[Stored data entries]
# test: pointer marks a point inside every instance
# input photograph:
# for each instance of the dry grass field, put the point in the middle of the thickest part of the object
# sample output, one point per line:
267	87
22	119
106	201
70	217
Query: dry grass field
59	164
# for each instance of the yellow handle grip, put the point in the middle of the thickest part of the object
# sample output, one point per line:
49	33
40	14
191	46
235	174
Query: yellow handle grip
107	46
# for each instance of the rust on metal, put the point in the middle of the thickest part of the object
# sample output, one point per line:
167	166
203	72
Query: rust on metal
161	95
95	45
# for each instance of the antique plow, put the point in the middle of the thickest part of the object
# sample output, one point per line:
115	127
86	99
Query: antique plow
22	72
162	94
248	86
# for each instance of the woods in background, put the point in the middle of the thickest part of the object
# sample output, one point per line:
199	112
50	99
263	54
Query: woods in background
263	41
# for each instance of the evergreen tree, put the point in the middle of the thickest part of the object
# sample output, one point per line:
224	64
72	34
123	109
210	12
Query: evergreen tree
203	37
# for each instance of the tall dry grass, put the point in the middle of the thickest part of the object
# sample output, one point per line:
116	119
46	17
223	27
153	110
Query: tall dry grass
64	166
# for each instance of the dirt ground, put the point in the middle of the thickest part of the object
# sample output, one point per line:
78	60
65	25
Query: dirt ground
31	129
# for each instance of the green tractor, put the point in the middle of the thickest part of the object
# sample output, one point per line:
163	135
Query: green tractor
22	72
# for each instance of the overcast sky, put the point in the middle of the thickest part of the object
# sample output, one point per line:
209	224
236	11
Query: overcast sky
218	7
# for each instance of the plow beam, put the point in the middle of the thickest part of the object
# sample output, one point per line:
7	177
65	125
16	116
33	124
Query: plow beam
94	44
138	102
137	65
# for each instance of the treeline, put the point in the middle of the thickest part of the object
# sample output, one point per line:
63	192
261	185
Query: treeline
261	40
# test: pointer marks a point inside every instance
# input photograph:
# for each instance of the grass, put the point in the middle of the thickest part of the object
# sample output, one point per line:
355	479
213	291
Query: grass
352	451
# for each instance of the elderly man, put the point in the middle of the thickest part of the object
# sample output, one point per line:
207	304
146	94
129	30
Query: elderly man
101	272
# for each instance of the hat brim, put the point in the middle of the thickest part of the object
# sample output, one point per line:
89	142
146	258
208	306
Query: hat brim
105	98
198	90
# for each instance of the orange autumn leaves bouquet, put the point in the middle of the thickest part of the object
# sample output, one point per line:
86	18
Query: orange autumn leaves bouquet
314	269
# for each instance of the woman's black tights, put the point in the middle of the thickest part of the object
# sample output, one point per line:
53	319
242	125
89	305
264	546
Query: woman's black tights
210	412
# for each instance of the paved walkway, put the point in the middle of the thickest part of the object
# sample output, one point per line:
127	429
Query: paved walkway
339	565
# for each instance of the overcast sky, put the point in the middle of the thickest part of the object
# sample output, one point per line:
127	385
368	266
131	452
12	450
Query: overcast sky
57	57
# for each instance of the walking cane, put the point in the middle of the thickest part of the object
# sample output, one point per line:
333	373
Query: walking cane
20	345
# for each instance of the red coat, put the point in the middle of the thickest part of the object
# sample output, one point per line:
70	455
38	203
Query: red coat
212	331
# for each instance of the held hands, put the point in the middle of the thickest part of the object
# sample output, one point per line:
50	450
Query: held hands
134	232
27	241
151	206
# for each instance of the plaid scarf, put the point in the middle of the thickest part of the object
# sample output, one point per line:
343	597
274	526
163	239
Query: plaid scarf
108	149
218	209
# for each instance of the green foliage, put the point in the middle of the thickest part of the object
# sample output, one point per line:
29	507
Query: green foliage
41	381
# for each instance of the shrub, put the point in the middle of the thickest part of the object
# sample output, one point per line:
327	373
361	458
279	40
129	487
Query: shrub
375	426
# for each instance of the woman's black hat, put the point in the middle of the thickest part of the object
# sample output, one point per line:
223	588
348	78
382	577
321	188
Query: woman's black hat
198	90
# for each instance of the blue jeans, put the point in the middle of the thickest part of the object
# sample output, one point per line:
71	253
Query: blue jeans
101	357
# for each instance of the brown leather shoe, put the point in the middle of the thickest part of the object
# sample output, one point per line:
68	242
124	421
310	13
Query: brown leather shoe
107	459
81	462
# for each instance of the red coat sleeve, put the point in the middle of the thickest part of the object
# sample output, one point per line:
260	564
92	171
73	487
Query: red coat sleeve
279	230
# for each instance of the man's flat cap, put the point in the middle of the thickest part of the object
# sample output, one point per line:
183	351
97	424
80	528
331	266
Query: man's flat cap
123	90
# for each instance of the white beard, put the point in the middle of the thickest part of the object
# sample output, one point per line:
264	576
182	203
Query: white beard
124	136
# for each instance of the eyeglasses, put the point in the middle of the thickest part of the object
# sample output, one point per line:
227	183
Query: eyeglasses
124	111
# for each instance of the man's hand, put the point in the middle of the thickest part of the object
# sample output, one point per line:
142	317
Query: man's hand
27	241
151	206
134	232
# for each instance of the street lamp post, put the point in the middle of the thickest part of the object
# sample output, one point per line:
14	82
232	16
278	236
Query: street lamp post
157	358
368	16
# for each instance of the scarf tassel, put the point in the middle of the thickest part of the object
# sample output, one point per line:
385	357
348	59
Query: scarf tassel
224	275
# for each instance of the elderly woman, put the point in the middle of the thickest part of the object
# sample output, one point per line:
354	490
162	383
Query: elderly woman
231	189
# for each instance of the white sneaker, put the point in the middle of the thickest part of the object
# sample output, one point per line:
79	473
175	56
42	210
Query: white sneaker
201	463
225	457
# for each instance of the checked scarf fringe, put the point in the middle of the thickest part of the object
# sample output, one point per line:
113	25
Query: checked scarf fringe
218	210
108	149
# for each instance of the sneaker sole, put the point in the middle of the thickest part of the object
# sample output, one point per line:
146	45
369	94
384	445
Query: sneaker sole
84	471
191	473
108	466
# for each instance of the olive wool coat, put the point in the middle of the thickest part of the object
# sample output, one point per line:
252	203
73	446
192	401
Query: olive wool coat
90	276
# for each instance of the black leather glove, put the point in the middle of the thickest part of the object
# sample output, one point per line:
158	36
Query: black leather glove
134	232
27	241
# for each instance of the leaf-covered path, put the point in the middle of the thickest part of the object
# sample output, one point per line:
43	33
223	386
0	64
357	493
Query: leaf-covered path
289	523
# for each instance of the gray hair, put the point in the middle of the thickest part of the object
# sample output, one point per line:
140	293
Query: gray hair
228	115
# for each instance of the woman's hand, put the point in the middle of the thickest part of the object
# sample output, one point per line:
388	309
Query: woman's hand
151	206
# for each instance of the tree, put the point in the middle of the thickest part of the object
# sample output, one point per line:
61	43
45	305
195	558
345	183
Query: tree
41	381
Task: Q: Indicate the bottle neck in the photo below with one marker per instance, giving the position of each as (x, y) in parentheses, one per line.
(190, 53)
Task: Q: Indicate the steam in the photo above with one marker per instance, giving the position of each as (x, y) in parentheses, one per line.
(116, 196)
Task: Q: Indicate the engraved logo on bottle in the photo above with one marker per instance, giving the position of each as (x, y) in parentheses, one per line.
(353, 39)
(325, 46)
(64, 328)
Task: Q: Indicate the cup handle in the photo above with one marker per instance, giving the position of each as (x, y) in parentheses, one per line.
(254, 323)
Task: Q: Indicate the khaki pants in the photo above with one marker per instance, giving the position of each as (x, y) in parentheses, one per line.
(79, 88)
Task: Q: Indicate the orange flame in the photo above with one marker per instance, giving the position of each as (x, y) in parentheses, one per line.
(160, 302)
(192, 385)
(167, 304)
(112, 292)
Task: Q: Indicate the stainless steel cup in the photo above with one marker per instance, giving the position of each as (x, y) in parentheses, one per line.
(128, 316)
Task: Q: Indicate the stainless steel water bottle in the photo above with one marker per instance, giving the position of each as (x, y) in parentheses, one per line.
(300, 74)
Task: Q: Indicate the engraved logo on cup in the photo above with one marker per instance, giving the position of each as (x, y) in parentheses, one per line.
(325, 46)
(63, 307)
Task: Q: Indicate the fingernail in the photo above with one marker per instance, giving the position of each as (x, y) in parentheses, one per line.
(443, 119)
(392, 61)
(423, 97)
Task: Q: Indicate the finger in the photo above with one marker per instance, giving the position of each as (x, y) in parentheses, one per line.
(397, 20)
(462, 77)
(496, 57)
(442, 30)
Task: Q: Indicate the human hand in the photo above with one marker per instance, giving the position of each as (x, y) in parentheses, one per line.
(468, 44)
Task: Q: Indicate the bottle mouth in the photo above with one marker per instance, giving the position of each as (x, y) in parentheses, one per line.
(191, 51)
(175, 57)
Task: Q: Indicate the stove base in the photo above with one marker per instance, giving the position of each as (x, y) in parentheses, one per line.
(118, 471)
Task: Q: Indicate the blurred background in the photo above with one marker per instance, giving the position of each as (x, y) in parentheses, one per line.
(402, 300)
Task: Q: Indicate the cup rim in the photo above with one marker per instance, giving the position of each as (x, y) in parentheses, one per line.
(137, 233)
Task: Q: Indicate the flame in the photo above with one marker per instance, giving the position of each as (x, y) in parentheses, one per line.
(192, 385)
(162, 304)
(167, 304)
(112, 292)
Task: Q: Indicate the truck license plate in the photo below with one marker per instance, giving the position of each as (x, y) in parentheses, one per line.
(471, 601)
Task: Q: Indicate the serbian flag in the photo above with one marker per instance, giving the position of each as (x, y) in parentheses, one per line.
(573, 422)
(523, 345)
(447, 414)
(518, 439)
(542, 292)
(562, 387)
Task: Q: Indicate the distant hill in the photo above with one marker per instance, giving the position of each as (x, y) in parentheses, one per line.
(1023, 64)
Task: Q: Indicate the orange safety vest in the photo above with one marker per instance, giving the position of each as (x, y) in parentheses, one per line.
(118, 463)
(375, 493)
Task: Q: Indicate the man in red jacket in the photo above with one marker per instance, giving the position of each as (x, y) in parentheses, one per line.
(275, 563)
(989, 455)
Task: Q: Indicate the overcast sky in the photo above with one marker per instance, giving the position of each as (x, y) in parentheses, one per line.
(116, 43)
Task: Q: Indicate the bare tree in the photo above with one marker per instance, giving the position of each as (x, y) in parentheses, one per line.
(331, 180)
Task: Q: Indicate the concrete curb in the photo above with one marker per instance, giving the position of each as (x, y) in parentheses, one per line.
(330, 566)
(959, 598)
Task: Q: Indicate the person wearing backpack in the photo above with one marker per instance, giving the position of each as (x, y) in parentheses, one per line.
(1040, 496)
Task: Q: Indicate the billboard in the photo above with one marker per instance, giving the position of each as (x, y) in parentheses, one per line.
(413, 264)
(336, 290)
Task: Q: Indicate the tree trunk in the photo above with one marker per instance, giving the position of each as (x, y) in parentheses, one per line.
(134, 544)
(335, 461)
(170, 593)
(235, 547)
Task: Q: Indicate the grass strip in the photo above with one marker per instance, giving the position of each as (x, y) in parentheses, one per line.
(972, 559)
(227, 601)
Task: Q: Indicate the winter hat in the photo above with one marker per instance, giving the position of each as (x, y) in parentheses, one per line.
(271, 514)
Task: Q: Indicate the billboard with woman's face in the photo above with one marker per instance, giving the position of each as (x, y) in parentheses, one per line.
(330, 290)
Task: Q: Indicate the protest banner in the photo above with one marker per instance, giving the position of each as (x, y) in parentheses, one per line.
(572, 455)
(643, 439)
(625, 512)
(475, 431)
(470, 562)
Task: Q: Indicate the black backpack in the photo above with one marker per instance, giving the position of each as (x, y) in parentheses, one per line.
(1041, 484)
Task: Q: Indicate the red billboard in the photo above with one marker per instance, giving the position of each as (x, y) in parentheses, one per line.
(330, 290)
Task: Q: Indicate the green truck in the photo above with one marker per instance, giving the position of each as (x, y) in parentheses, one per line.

*WHAT YOU ARE ASKED TO DO*:
Using only the entries above, output the line with "# for each instance of the street", the line with "# for each instance of the olive", and all lines between them, exactly as they stand.

*EXERCISE SOLUTION*:
# for each instance of the street lamp post, put the point in the middle of the thickest part of the object
# sample output, one point per line:
14	82
232	16
278	236
Query: street lamp post
157	358
368	16
# for each instance of the scarf tassel, put the point in the middle of the thickest part of the object
# sample output, one point per line:
385	357
348	59
Query: scarf tassel
224	275
# for each instance of the elderly woman, put the point in the middle of the thickest part of the object
# sample output, one point per line:
354	490
162	383
Query: elderly woman
231	189
# for each instance of the white sneaker, put the point in the middle of the thickest part of the object
# sample output, one point per line:
79	473
175	56
42	210
Query: white sneaker
201	463
225	457
# for each instance of the checked scarf fringe, put the point in the middle of the thickest part of the object
# sample output, one point per line:
113	25
Query: checked scarf fringe
218	210
108	149
# for each instance of the sneaker sole, put the point in the middle of the thickest part of the object
# sample output, one point per line:
146	45
369	94
384	445
Query: sneaker sole
84	471
191	473
108	466
# for each instance of the olive wool coat, put the point in the middle of the thickest part of the object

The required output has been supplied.